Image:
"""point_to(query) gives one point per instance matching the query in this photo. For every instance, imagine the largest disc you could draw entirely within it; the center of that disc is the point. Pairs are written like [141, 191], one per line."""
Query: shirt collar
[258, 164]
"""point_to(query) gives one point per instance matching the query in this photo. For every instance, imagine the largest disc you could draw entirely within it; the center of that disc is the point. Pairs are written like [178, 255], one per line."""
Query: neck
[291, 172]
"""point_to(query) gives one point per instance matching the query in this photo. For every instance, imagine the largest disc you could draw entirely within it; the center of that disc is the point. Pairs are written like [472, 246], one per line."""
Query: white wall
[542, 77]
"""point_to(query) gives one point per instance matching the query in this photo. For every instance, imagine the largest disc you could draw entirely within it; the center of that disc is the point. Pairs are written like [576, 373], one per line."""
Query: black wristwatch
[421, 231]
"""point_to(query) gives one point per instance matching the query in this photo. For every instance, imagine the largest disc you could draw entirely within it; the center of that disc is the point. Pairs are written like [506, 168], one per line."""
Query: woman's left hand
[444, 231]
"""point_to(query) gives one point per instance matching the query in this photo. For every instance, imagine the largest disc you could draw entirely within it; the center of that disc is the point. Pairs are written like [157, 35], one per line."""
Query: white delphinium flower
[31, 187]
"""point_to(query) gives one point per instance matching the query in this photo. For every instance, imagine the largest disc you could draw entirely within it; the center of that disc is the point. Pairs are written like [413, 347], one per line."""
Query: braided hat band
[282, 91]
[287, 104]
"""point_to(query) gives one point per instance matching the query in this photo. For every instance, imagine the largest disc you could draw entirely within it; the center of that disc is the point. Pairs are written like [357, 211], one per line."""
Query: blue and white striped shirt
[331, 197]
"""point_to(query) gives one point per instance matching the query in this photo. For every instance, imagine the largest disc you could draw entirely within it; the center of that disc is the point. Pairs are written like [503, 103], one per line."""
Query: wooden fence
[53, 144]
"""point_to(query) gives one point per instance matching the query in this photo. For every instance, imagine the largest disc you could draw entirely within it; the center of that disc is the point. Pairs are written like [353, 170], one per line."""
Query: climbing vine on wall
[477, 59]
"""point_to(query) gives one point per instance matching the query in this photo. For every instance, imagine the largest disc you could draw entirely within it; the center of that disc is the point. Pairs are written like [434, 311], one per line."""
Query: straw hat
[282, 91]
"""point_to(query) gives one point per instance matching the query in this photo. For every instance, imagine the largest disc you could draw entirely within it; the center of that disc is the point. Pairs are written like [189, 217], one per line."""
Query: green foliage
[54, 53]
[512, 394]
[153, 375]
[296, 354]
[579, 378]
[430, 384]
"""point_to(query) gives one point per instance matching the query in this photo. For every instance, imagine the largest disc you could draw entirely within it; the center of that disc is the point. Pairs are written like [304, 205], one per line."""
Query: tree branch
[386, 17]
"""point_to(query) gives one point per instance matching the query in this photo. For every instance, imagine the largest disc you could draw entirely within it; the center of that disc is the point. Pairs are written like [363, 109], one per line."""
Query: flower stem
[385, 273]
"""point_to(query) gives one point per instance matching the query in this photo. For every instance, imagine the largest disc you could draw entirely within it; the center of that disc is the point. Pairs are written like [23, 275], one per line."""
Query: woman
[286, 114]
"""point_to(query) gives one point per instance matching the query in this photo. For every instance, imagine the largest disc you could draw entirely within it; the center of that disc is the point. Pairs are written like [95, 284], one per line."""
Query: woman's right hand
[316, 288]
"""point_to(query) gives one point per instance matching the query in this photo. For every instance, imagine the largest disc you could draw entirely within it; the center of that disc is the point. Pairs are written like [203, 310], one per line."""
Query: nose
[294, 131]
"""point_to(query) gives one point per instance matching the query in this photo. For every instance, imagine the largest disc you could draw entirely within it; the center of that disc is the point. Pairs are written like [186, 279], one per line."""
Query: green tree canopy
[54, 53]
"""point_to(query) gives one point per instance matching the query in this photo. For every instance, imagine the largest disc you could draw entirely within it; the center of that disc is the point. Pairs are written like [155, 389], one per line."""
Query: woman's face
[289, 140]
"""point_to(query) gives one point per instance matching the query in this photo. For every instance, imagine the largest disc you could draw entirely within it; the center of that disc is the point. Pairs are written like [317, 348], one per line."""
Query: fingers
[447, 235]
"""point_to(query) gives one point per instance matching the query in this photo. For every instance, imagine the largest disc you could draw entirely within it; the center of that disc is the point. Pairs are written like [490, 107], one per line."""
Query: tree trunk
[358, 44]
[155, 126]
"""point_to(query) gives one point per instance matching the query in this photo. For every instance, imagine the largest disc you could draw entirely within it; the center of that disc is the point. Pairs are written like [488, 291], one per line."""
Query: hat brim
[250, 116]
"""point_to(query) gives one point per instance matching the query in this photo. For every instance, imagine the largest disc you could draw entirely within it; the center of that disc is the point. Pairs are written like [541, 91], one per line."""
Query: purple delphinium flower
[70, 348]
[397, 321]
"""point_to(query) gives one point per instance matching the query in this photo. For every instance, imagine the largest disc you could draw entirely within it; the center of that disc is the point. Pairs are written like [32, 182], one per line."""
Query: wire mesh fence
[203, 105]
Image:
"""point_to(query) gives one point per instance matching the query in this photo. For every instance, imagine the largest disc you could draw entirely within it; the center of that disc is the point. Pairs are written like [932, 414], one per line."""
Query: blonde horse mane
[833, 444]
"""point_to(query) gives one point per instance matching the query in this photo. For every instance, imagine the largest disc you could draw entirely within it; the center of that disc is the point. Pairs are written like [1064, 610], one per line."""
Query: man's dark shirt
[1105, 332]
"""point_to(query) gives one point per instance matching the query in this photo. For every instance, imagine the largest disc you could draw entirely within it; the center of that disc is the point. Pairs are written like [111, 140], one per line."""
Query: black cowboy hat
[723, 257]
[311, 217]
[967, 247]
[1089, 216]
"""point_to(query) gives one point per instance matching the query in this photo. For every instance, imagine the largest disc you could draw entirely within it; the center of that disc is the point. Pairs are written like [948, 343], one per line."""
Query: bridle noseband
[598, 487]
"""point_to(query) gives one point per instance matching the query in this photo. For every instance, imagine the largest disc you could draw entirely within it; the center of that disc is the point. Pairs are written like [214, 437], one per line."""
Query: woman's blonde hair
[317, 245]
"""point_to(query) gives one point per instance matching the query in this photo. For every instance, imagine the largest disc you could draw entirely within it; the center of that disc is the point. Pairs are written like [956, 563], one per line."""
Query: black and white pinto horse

^^^^

Restate the whole listing exactly, leaving out nothing.

Image:
"""point_to(query) gives one point per instance matching the query in this photo. For every instance, imagine the largest disc you could draw entirely within it; the center of that disc is the point. Pairs are written like [141, 191], one per line."""
Query: shirt collar
[258, 164]
"""point_to(query) gives one point per instance matching the query in this photo. For every instance, imagine the largest disc you could draw entirely within it; the center of that disc is the point. Pairs are written like [178, 255], one per line."""
Query: neck
[291, 172]
"""point_to(query) gives one point per instance matching the query in this photo. For every instance, imagine the largest disc you could draw entirely within it; the center of that disc is the point. Pairs are written like [472, 246], one per line."""
Query: white wall
[542, 77]
"""point_to(query) gives one point per instance matching the query in this photo. For every instance, imagine the largest disc you could draw entirely within it; the center of that disc is the point. Pairs are written like [576, 373], one per line."""
Query: black wristwatch
[421, 231]
"""point_to(query) gives one point per instance matching the query in this photo. For every instance, imagine the largest disc you could draw entirely within it; the center of that disc is the point. Pairs are written like [506, 168], one per line."""
Query: woman's left hand
[444, 231]
"""point_to(query) gives one point per instance matching the query in this photo. For every instance, imagine the largest disc you could draw entirely within it; the center of that disc is the point. Pairs are written like [157, 35], one per line."""
Query: white delphinium flower
[31, 187]
"""point_to(query) gives one point per instance matching the query in this photo. For every instance, imagine the largest disc you could draw entirely within it; the center of that disc is the point. Pairs are written like [413, 347], one per line."""
Query: braided hat band
[282, 91]
[287, 104]
"""point_to(query) gives one point per instance matching the query in this photo. For every instance, imagine the largest disc you could draw entirely within it; the center of that disc is the point. Pairs are written like [357, 211], one per line."""
Query: blue and white striped shirt
[331, 197]
"""point_to(query) gives one point per instance matching the query in this photo. For every instance, imagine the largest disc you could draw entirely within it; the center of that disc is the point. Pairs are written like [503, 103], one per line."""
Query: wooden fence
[53, 144]
"""point_to(query) gives one point per instance matching the query in this photo. For every instance, imagine the largest disc you could draw entirely within it; the center of that disc is the point. Pairs are written like [353, 170], one per line."""
Query: climbing vine on wall
[477, 59]
"""point_to(query) gives one point per instance matching the query in this photo. For every instance, imagine the largest disc you could draw entirely within it; the center of that disc is the point. Pairs are written like [434, 311], one per line."""
Query: straw hat
[282, 91]
"""point_to(query) gives one point per instance matching the query in this photo. For every instance, imagine the largest disc you could draw entirely within it; the center of that disc is the point. Pairs are written like [189, 217], one per line."""
Query: green foliage
[54, 53]
[512, 394]
[153, 375]
[296, 354]
[579, 378]
[430, 384]
"""point_to(query) gives one point per instance matching the query in this photo. For every instance, imagine the largest disc you could draw entirely within it; the center of that disc is the point. Pairs are written like [304, 205], one per line."""
Query: tree branch
[386, 17]
"""point_to(query) gives one point per instance matching the query in this photo. For every instance, imagine the largest disc you could draw entirely within it; the center of that disc is the point. Pairs are written like [363, 109], one per line."""
Query: flower stem
[385, 273]
"""point_to(query) gives one point per instance matching the query in this photo. For every instance, imagine the largest disc you could draw entirely within it; the center of that disc is the point. Pairs are written like [23, 275], one per line."""
Query: woman
[286, 114]
"""point_to(query) gives one point per instance matching the query in this photo. For every instance, imagine the largest disc you could draw entirely within it; the center of that disc is the point. Pairs are written like [95, 284], one per line."""
Query: woman's right hand
[316, 288]
"""point_to(query) gives one point per instance matching the query in this photo. For every instance, imagine the largest disc you could draw entirely within it; the center of that disc is the point. Pairs are written like [203, 310], one per line."""
Query: nose
[294, 131]
"""point_to(query) gives one point per instance matching the query in this photo. For every instance, imagine the largest disc you could draw entirely within it; the center of that disc is the point. Pairs are written like [186, 279], one per line."""
Query: green tree canopy
[54, 53]
"""point_to(query) gives one point per instance matching the query in this photo. For every instance, imagine the largest disc you could draw entirely within it; the center of that disc is the point. Pairs are written like [155, 389], one per line."""
Query: woman's face
[289, 140]
"""point_to(query) gives one point per instance matching the query in this photo. For every instance, imagine the largest disc you could draw entirely within it; the center of that disc is the point. Pairs are written like [317, 348], one per line."""
Query: fingers
[447, 235]
"""point_to(query) gives one point per instance matching the query in this photo. For every instance, imagine the largest disc you could draw entirely within it; the center of that disc is the point. Pairs are written like [490, 107], one per line."""
Query: tree trunk
[358, 44]
[155, 126]
"""point_to(query) gives one point per instance matching the query in this photo. For every instance, imagine the largest disc you could draw entirely within it; the center of that disc is the point. Pairs are written like [488, 291], one per line."""
Query: hat brim
[250, 116]
"""point_to(query) gives one point per instance matching the query in this photo. For every instance, imagine the largest disc you could draw entirely within it; the center of that disc is the point. Pairs are written like [541, 91], one per line."""
Query: purple delphinium flower
[70, 348]
[397, 321]
"""point_to(query) gives one point per instance matching the query in this photo. For every instance, imagine the largest disc you could draw entirely within it; the center of that disc is the point. Pairs are written like [32, 182], one per line."""
Query: wire mesh fence
[203, 105]
Image:
"""point_to(query) gives one point per instance matching the query in this photo. For every instance, imagine the largest disc you could draw entirely within it; the center of that disc is the point. Pairs are written like [932, 414], one per line."""
Query: blonde horse mane
[833, 444]
"""point_to(query) gives one point per instance matching the query in this photo. For every instance, imagine the largest disc you could draw entirely within it; the center of that disc is the point. Pairs are written like [1064, 610], one per line."""
Query: man's dark shirt
[1105, 332]
"""point_to(query) gives one point per instance matching the query in this photo. For every instance, imagine the largest disc you could draw entirely within it; the center of that disc is the point. Pairs are written like [111, 140], one per line."""
Query: black cowboy hat
[723, 257]
[311, 217]
[967, 247]
[1089, 216]
"""point_to(query) gives one point per instance matching the query in this photo. For every instance, imagine the largest disc you could draw entirely within it; the center of that disc is the point. Pairs are written like [948, 343], one per line."""
Query: bridle noseband
[598, 487]
"""point_to(query) gives one point per instance matching the query in this photo. For every instance, imagine the largest disc you could draw entirely within it; the center of that disc is the point. Pairs are written like [214, 437], one per line."""
Query: woman's blonde hair
[317, 245]
"""point_to(query) gives one point per instance matching the query in this photo. For every instance, imagine the largest disc you could draw entirely within it; the center of that disc is the point. Pairs are written like [956, 563], one per line."""
Query: black and white pinto horse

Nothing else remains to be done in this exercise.